Request: Render every line of the data below as a JSON list of strings, one string per line, omitting any blank lines.

Data for processing:
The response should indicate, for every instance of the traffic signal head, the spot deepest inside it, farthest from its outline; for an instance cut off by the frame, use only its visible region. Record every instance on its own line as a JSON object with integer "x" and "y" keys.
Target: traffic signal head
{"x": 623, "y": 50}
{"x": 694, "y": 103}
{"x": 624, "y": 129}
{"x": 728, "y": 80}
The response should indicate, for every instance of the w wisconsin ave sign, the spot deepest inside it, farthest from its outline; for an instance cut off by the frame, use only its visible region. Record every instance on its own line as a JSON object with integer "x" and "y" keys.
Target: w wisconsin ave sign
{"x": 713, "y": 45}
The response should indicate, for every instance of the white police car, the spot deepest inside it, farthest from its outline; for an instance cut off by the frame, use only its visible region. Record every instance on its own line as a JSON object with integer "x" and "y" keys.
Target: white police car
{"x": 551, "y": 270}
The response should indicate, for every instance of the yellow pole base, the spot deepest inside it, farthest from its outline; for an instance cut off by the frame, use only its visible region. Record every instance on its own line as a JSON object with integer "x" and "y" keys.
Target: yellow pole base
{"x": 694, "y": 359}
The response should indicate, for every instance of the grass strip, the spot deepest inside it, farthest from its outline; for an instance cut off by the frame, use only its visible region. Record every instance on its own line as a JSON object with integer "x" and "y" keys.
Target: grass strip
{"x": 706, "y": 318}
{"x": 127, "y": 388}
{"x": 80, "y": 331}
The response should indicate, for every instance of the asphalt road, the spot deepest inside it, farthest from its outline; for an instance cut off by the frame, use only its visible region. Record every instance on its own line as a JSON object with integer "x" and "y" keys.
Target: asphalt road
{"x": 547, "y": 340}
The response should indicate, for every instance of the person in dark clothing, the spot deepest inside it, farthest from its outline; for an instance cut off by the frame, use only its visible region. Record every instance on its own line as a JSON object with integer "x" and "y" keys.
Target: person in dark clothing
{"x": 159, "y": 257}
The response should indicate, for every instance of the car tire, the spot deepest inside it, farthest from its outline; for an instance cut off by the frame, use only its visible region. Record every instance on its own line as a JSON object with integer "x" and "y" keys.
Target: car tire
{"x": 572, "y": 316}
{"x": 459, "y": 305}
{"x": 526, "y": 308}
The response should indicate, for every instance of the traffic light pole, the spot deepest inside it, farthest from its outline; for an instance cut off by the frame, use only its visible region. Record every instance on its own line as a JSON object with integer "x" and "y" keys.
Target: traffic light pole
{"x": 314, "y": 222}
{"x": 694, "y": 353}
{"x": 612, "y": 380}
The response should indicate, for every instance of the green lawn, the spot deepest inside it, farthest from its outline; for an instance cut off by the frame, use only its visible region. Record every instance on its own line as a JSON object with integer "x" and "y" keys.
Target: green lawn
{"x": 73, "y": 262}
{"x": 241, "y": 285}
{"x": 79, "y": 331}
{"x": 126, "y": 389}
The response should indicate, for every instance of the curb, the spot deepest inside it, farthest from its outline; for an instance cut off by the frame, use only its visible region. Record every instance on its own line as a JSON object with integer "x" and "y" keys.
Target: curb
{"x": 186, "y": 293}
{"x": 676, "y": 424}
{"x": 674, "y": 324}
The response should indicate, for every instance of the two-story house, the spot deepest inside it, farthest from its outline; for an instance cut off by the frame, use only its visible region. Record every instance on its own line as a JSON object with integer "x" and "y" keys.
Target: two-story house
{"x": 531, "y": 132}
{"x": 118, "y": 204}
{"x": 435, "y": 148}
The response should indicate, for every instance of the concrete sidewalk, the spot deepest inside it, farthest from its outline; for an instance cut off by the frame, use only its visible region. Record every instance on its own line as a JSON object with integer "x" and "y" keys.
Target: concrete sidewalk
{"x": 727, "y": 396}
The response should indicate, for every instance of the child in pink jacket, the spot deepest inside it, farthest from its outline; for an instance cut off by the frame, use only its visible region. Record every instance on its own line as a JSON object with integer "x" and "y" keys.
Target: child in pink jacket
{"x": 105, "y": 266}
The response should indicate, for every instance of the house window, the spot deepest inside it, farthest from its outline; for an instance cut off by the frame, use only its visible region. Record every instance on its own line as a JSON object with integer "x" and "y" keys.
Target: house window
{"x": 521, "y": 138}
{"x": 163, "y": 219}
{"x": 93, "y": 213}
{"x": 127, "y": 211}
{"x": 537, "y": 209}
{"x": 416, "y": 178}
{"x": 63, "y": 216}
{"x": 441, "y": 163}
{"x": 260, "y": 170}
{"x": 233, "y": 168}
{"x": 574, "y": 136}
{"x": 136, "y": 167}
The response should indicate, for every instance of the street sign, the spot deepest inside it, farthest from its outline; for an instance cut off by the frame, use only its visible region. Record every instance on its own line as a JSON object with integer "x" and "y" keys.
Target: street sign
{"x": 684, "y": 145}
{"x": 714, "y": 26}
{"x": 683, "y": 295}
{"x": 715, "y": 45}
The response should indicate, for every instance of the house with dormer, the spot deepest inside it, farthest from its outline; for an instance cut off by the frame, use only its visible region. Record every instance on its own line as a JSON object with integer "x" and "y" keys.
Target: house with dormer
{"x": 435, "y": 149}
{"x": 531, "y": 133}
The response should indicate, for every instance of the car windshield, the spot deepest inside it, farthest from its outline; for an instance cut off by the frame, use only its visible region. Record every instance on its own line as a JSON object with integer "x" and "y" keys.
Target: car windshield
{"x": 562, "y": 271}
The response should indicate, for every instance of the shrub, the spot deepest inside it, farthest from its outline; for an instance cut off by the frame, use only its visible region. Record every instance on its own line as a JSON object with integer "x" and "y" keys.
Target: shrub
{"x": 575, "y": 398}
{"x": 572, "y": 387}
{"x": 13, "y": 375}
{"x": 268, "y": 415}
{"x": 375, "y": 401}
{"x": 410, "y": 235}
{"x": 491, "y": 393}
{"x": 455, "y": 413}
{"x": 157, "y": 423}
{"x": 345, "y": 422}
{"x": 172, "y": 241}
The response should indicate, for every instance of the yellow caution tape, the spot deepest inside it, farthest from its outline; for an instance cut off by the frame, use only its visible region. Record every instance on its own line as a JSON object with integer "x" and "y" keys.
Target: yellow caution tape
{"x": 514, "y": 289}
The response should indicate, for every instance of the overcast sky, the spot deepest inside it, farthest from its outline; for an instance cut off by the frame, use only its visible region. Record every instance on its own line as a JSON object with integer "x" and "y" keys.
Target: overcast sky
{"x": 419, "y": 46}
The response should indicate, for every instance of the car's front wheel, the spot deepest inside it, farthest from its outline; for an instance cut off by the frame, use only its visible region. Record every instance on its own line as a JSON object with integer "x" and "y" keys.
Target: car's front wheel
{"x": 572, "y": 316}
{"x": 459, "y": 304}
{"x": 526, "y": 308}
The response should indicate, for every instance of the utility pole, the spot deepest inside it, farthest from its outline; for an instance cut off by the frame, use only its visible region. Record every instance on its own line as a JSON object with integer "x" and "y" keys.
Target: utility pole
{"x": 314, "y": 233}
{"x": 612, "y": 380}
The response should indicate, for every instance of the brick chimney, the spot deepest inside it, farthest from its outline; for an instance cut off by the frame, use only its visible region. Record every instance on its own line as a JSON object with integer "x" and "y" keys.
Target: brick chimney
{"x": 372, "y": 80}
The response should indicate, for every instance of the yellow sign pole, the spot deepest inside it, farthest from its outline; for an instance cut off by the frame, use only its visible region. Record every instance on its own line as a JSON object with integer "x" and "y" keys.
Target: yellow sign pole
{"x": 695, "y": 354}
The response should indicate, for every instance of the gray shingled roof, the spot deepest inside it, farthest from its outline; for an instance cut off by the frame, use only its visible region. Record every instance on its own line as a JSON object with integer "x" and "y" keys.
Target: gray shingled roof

Output of the exercise:
[
  "The response should indicate, for every instance of the traffic signal head, the spot deepest inside it, farthest from its outline; for an instance cut off by the frame, use only its visible region. Record every instance on its own line as a JSON object with integer \"x\" and \"y\" keys.",
  "Target: traffic signal head",
  "{\"x\": 623, \"y\": 50}",
  "{\"x\": 694, \"y\": 103}",
  "{\"x\": 624, \"y\": 129}",
  "{\"x\": 728, \"y\": 80}",
  "The response should indicate, for every instance of the w wisconsin ave sign, the spot deepest inside it, farthest from its outline; for an instance cut off by the frame, use only its visible region. Record every instance on its own line as a JSON object with integer \"x\" and \"y\" keys.",
  "Target: w wisconsin ave sign",
  "{\"x\": 713, \"y\": 45}",
  "The response should indicate, for every instance of the white police car, the spot deepest inside it, farthest from its outline; for an instance cut off by the frame, use only its visible region. Record every instance on its own line as a JSON object with integer \"x\" and \"y\" keys.",
  "Target: white police car",
  "{\"x\": 551, \"y\": 270}",
  "The response should indicate, for every instance of the yellow pole base, the spot deepest inside it, farthest from its outline; for an instance cut off by the frame, use only its visible region. Record every instance on its own line as a JSON object with integer \"x\" and \"y\" keys.",
  "Target: yellow pole base",
  "{\"x\": 694, \"y\": 359}",
  "The response should indicate, for every instance of the grass strip, the spot deepest inside it, farthest from its outline; for an instance cut off by the frame, use only its visible region. Record every instance on its own line as a JSON object with integer \"x\" and \"y\" keys.",
  "Target: grass strip",
  "{\"x\": 706, \"y\": 318}",
  "{\"x\": 127, \"y\": 388}",
  "{\"x\": 80, \"y\": 331}",
  "The response should indicate, for every instance of the asphalt road, the spot deepest inside it, farthest from its outline; for an instance cut off by the frame, use only its visible region. Record every instance on its own line as a JSON object with integer \"x\" and \"y\" keys.",
  "Target: asphalt road",
  "{\"x\": 547, \"y\": 340}",
  "The response should indicate, for every instance of the person in dark clothing, the spot deepest inside it, farthest from its outline; for an instance cut off by the frame, use only its visible region. Record every instance on its own line as a JSON object with integer \"x\" and \"y\" keys.",
  "Target: person in dark clothing",
  "{\"x\": 159, \"y\": 257}",
  "The response should indicate, for every instance of the car tire, the spot deepest inside it, farthest from its outline; for an instance cut off by the frame, use only its visible region. Record every instance on its own line as a JSON object with integer \"x\" and \"y\" keys.",
  "Target: car tire",
  "{\"x\": 572, \"y\": 316}",
  "{\"x\": 459, \"y\": 305}",
  "{\"x\": 526, \"y\": 308}",
  "The response should indicate, for every instance of the traffic light pole, the spot deepest inside it, farthest from its outline; for an instance cut off by the frame, use only its visible region. Record every instance on its own line as a JSON object with integer \"x\" and \"y\" keys.",
  "Target: traffic light pole",
  "{\"x\": 314, \"y\": 222}",
  "{\"x\": 694, \"y\": 353}",
  "{\"x\": 612, \"y\": 380}",
  "The response should indicate, for every instance of the green lawn, the spot deepest inside it, farthest from its outline; for an instance cut off by the frame, use only its visible region. Record every instance on its own line as a JSON object with integer \"x\" and \"y\" keys.",
  "Target: green lawn",
  "{\"x\": 73, \"y\": 262}",
  "{\"x\": 241, \"y\": 285}",
  "{\"x\": 79, \"y\": 331}",
  "{\"x\": 126, \"y\": 389}",
  "The response should indicate, for every instance of the curb, the spot deepest inside it, farthest from its outline; for an instance cut off by the frame, use only its visible region. Record every instance on its own line as a JSON object with integer \"x\" and \"y\" keys.",
  "Target: curb",
  "{\"x\": 186, \"y\": 293}",
  "{\"x\": 676, \"y\": 424}",
  "{\"x\": 674, \"y\": 324}",
  "The response should indicate, for every instance of the two-story house, the spot deepest inside it, farthest from its outline; for an instance cut off by the frame, use only its visible region. Record every instance on its own line as a JSON object with integer \"x\" and \"y\" keys.",
  "Target: two-story house",
  "{\"x\": 531, \"y\": 132}",
  "{\"x\": 118, \"y\": 204}",
  "{\"x\": 435, \"y\": 148}",
  "The response should indicate, for every instance of the concrete sidewalk, the spot deepest inside it, farthest from its outline; for an instance cut off by the frame, use only its visible region. Record every instance on its own line as a JSON object with integer \"x\" and \"y\" keys.",
  "Target: concrete sidewalk",
  "{\"x\": 727, \"y\": 396}",
  "The response should indicate, for every instance of the child in pink jacket, the spot deepest inside it, farthest from its outline; for an instance cut off by the frame, use only its visible region. Record every instance on its own line as a JSON object with integer \"x\" and \"y\" keys.",
  "Target: child in pink jacket",
  "{\"x\": 105, \"y\": 266}",
  "The response should indicate, for every instance of the house window, the spot deepest inside it, farthest from its outline; for an instance cut off by the frame, use only its visible region. Record every instance on its own line as a JSON object with integer \"x\" and \"y\" keys.",
  "Target: house window",
  "{\"x\": 521, \"y\": 138}",
  "{\"x\": 163, \"y\": 219}",
  "{\"x\": 93, \"y\": 213}",
  "{\"x\": 127, \"y\": 211}",
  "{\"x\": 537, \"y\": 209}",
  "{\"x\": 416, \"y\": 178}",
  "{\"x\": 63, \"y\": 216}",
  "{\"x\": 441, \"y\": 163}",
  "{\"x\": 260, \"y\": 170}",
  "{\"x\": 233, \"y\": 168}",
  "{\"x\": 574, \"y\": 136}",
  "{\"x\": 136, \"y\": 167}",
  "The response should indicate, for every instance of the street sign, the spot deepest inside it, farthest from its outline; for an instance cut off by the frame, use only its visible region. Record every instance on its own line as a JSON object with integer \"x\" and \"y\" keys.",
  "Target: street sign",
  "{\"x\": 684, \"y\": 145}",
  "{\"x\": 714, \"y\": 26}",
  "{\"x\": 683, \"y\": 295}",
  "{\"x\": 715, \"y\": 45}",
  "The response should indicate, for every instance of the house with dormer, the spot deepest inside it, farthest from its outline; for an instance cut off by the frame, use only its visible region. Record every instance on its own line as a JSON object with integer \"x\" and \"y\" keys.",
  "Target: house with dormer",
  "{\"x\": 435, \"y\": 149}",
  "{\"x\": 531, \"y\": 133}",
  "The response should indicate, for every instance of the car windshield, the spot deepest inside it, farthest from its outline; for an instance cut off by the frame, use only its visible region. Record every instance on its own line as a JSON object with integer \"x\" and \"y\" keys.",
  "Target: car windshield",
  "{\"x\": 562, \"y\": 271}",
  "The response should indicate, for every instance of the shrub, the spot deepest inside it, farthest from its outline; for an instance cut off by the frame, use only its visible region. Record every instance on its own line as a JSON object with integer \"x\" and \"y\" keys.",
  "Target: shrub",
  "{\"x\": 575, \"y\": 398}",
  "{\"x\": 572, \"y\": 387}",
  "{\"x\": 13, \"y\": 375}",
  "{\"x\": 268, \"y\": 415}",
  "{\"x\": 375, \"y\": 401}",
  "{\"x\": 410, \"y\": 235}",
  "{\"x\": 491, \"y\": 393}",
  "{\"x\": 455, \"y\": 413}",
  "{\"x\": 157, \"y\": 423}",
  "{\"x\": 345, \"y\": 422}",
  "{\"x\": 172, \"y\": 241}",
  "The response should indicate, for every instance of the yellow caution tape, the spot deepest inside it, farthest from its outline; for an instance cut off by the frame, use only its visible region. Record every instance on its own line as a JSON object with integer \"x\" and \"y\" keys.",
  "Target: yellow caution tape",
  "{\"x\": 514, \"y\": 289}",
  "The response should indicate, for every instance of the overcast sky, the spot deepest inside it, farthest from its outline; for an instance cut off by the frame, use only its visible region. Record every instance on its own line as a JSON object with integer \"x\" and \"y\" keys.",
  "Target: overcast sky",
  "{\"x\": 419, \"y\": 46}",
  "The response should indicate, for every instance of the car's front wheel, the spot deepest inside it, farthest from its outline; for an instance cut off by the frame, use only its visible region. Record every instance on its own line as a JSON object with integer \"x\" and \"y\" keys.",
  "Target: car's front wheel",
  "{\"x\": 572, \"y\": 316}",
  "{\"x\": 459, \"y\": 304}",
  "{\"x\": 526, \"y\": 308}",
  "The response should indicate, for every instance of the utility pole, the spot deepest inside it, farthest from its outline; for an instance cut off by the frame, use only its visible region. Record every instance on its own line as a JSON object with integer \"x\" and \"y\" keys.",
  "Target: utility pole",
  "{\"x\": 314, \"y\": 233}",
  "{\"x\": 612, \"y\": 380}",
  "The response should indicate, for every instance of the brick chimney, the spot deepest inside it, farthest from its outline; for an instance cut off by the frame, use only its visible region. Record every instance on its own line as a JSON object with integer \"x\" and \"y\" keys.",
  "Target: brick chimney",
  "{\"x\": 372, \"y\": 80}",
  "The response should indicate, for every instance of the yellow sign pole, the spot deepest inside it, farthest from its outline; for an instance cut off by the frame, use only its visible region. Record every instance on its own line as a JSON object with integer \"x\" and \"y\" keys.",
  "Target: yellow sign pole",
  "{\"x\": 695, \"y\": 354}",
  "The response should indicate, for every instance of the gray shingled roof, the spot deepest inside it, farthest from its outline; for an instance cut off by the frame, use only its visible region. Record every instance on its own line as a JSON object with integer \"x\" and \"y\" keys.",
  "Target: gray shingled roof"
]